What to work on:
Copy out every item below word for word, omitting the pictures.

Entries from a collection:
⟨
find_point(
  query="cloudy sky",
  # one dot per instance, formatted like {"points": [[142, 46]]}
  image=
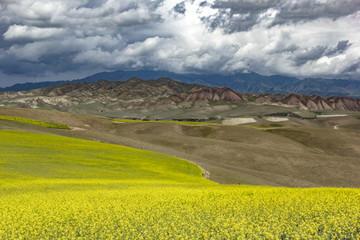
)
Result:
{"points": [[66, 39]]}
⟩
Written response:
find_point(
  query="cloudy sky",
  # one dot per instance, formatted like {"points": [[142, 46]]}
  image=
)
Result:
{"points": [[66, 39]]}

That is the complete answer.